**DOCUMENT SEGMENT:**
— begin —

Oh, no. Why can't the Harpers just be left alone? It's hard enough to uproot yourself and head for unknown lands, but to have to face outlaws on top of it? Sheesh!

I'll be waiting to see how this turns out.

Bill Holland (author) from Olympia, WA on May 15, 2016:

Thank you Ann! My goal was to show you the country through the eyes of a loving family...I'm glad their vision, and yours, is 20/20. :)

Ann Carr from SW England on May 15, 2016:

Adversity often hits from all quarters and this blow is certainly a heart-stopper. Let's hope the women can remain strong; of course they can!

We journey with that family, see the wondrous countryside and feel their apprehension, pain and hope - fantastic!

Ann

Bill Holland (author) from Olympia, WA on May 03, 2016:

Beverly Hillbillies, Lawrence, and I can see it too. Great fun!

Thanks my friend...so glad you are enjoying this series.

Lawrence Hebb from Hamilton, New Zealand on May 02, 2016:

Bill

Awesome story. You're right that those folks were strong not just physically but mentally too!

To be honest when I read about the beat up old Ford and the couch tied to the back it reminded me of an old TV comedy series I loved as a kid. I can still see the scene as they were driving along and granny was on the couch with a shotgun! As tough as nails but with a heart of gold!

I'll need to find out what happens next.

Lawrence

Bill Holland (author) from Olympia, WA on May 02, 2016:

Genna, "this story is like coming home." That's exactly what I wanted it to be. Your affirmation brightens my Monday morning. Thank you!

Genna East from Massachusetts, USA on May 01, 2016:

I am looking forward to seeing where this journey takes our friends. Reading this series is like spending time with an old and trusted friend. The writing is beautiful, vivid and natural, and the characters we have taken to our hearts. This is a book, and I look forward to reading it again, as I turn the pages, savoring the words and imagery. It's hard to explain, but this story is like coming home. But, there is a new danger that they must now face.

— end —

**INFORMATION SHOWN:**
— begin —

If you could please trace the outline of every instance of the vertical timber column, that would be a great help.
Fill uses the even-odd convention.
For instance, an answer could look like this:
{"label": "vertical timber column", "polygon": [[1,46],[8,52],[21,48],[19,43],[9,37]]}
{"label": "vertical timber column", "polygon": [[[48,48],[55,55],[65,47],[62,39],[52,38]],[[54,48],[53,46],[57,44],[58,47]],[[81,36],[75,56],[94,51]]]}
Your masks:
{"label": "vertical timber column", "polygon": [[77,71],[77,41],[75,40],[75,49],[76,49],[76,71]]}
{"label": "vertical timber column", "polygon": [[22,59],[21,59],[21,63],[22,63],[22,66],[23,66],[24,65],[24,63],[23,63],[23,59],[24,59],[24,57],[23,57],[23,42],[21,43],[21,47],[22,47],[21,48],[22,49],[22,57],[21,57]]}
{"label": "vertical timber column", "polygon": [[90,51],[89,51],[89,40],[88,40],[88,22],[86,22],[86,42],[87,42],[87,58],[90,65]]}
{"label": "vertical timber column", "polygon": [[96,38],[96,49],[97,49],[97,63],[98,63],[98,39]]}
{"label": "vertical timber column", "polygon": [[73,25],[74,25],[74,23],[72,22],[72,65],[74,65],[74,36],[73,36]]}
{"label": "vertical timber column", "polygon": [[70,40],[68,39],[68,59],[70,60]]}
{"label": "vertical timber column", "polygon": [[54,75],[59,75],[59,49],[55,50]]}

— end —

**YOUR TASKS:**
1) Retype the part of the comment thread from "Lawrence Hebb from" up to and including "heart of gold!".
2) Answer these questions from the comment thread:
(a) Where is Lawrence Hebb from?
(b) On what date did Genna East post her comment?
(c) According to Lawrence Hebb's comment, what was tied to the back of the beat up old Ford?

**ANSWER SET:**
1)
Lawrence Hebb from Hamilton, New Zealand on May 02, 2016:

Bill

Awesome story. You're right that those folks were strong not just physically but mentally too!

To be honest when I read about the beat up old Ford and the couch tied to the back it reminded me of an old TV comedy series I loved as a kid. I can still see the scene as they were driving along and granny was on the couch with a shotgun! As tough as nails but with a heart of gold!

2)
(a) Hamilton, New Zealand
(b) May 01, 2016
(c) A couch